What you will do -
Can you rewrite every one of these entries so that "integer pairs" becomes "whole-number pairs" wherever it occurs, leaving everything else unchanged?

Task inputs -
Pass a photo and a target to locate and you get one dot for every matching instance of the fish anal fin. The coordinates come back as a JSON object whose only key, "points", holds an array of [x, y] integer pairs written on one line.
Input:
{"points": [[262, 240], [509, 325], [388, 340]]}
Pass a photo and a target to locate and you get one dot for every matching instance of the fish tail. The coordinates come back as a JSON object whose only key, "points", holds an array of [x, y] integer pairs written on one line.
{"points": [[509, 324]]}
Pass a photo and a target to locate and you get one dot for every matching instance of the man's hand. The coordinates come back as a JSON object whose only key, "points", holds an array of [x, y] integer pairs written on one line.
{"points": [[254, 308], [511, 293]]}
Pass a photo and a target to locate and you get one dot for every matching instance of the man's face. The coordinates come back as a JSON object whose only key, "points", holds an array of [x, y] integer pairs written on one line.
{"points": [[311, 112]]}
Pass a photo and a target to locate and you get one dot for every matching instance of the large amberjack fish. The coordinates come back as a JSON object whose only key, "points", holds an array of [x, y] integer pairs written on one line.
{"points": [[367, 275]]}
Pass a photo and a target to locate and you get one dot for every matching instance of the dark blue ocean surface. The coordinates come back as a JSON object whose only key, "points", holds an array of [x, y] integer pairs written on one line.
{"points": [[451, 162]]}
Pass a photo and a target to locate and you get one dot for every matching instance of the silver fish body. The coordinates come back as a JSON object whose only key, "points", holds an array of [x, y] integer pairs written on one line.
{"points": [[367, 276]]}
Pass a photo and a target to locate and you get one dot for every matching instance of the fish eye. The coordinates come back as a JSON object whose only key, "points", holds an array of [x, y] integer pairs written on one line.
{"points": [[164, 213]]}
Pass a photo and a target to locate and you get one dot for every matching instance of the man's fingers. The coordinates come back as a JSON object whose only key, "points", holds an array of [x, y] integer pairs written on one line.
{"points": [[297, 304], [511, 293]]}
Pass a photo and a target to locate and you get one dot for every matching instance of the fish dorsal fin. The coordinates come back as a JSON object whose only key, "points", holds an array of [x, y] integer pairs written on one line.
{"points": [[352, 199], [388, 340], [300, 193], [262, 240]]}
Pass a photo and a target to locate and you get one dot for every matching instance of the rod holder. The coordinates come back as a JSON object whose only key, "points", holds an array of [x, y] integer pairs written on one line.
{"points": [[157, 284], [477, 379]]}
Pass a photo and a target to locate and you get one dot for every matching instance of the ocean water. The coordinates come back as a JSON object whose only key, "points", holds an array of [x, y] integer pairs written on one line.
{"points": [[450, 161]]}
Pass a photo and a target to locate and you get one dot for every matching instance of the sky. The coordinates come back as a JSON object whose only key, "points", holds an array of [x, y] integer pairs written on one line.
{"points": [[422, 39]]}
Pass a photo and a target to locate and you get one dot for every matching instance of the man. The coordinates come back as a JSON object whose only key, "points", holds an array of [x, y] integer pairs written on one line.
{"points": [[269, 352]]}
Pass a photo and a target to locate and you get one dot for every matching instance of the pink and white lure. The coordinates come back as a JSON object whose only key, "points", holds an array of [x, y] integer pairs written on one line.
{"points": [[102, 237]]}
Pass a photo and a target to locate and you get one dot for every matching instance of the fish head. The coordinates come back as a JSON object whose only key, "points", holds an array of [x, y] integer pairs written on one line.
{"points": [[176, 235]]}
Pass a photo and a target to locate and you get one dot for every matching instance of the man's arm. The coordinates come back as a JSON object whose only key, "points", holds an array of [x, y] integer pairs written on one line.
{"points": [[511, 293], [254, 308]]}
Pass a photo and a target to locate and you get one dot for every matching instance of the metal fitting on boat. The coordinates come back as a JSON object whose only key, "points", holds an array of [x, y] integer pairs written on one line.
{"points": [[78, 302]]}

Response to the task -
Pass a photo and a target to locate and you get one dot for every matching instance of the fish anal fin. The coordinates come back as a JSON object whose only key, "points", holds an array of [x, y] whole-number pairs written on one line.
Input:
{"points": [[262, 240], [509, 325], [388, 340]]}
Pass a photo and a target to locate and you get one dot for every matching instance of the fish tail. The coordinates come back as a JSON object whose only key, "points", holds an array of [x, y] whole-number pairs written on one line.
{"points": [[509, 324]]}
Pass a photo and a target to locate and you get one dot for every matching instance of the man's hand. The coordinates come back as a JSON object whose only key, "points", holds an array of [x, y] whole-number pairs written on one line.
{"points": [[254, 308], [511, 293]]}
Pass a photo and a target to locate and you get one dot for every matching instance of the man's face. The coordinates come back as a JSON object whose only key, "points", holds an array of [x, y] whole-number pairs written on one line.
{"points": [[311, 112]]}
Pass a photo and a target to locate and you get one dot for every matching instance of the large amberjack fish. The coordinates come back as a JSON object whose only key, "points", holds an array of [x, y] whole-number pairs written on one line.
{"points": [[367, 275]]}
Pass a photo and a target to locate and you get one dot for every matching instance of the dark blue ocean surface. The coordinates come back as a JSON object whose only key, "points", holds an array of [x, y] whole-number pairs written on one line.
{"points": [[451, 162]]}
Pass a photo and a target to locate and you get one dot for every matching instance of the silver fish body. The coordinates come back as a JSON object whose only key, "points", holds an array of [x, y] whole-number pairs written on one line.
{"points": [[367, 276]]}
Pass a photo and a target to locate and you get one dot for every matching instance of the fish eye. The coordinates come back as a JSON object whose only key, "points", holds an array of [x, y] whole-number pairs written on one line.
{"points": [[164, 213]]}
Pass a photo and a target to locate and you get one dot for every matching instance of the man's fingers. The coordinates come back as a JSON object whose only key, "points", holds an array of [x, y] whole-number pairs written on one line.
{"points": [[297, 304], [511, 293]]}
Pass a photo and a target to locate and you get one dot for every matching instance of the fish dorsal fin. The coordinates come back as a JSON object whose only key, "points", holds an array of [x, y] whole-number pairs written on one line.
{"points": [[352, 199], [388, 340], [300, 193], [262, 240]]}
Pass a photo and a target to locate and you get one dot for every matching instance of the rod holder. The coordinates come back as a JSON object whose only key, "points", holds an array of [x, y] whole-number pairs written on one line.
{"points": [[157, 284], [477, 379]]}
Pass a photo and a target to locate and you get one dot for every matching instance of the ocean water. The coordinates come back as a JSON object whose only key, "points", holds an array of [x, y] whole-number pairs written on one line.
{"points": [[450, 161]]}
Pass a photo and a target to locate and you get one dot for every matching instance of the sky. The coordinates come back as a JSON object whose only key, "points", holds an array of [x, y] whole-number pairs written on one line.
{"points": [[422, 39]]}
Pass a photo and a target to locate and you get one dot for every matching instance of the man. The coordinates come back as a JSON object whose only key, "points", holds an array of [x, y] whole-number pairs written on one line.
{"points": [[269, 352]]}
Pass a photo and a target to locate and you get one dot for every matching instance of the pink and white lure. The coordinates come back as a JSON object whose only key, "points", holds an array of [x, y] whole-number pairs written on one line.
{"points": [[102, 237]]}
Pass a photo and a target to locate and you get one dot for every matching instance of the fish head. The coordinates come back as a JSON object whose only key, "points", holds an array of [x, y] whole-number pairs written on one line.
{"points": [[176, 235]]}
Pass a photo and a target to locate and you get one dot for every matching instance of the man's arm. The coordinates come back as a JSON object whose only key, "points", holds an array of [x, y] whole-number pairs written on one line.
{"points": [[511, 293], [254, 308]]}
Pass a photo and a target to locate and you get one dot for every matching instance of the metal fitting on boat. The coordinates come back as a JSON object whose only key, "points", holds an array of [x, y] whole-number pairs written on one line.
{"points": [[78, 302]]}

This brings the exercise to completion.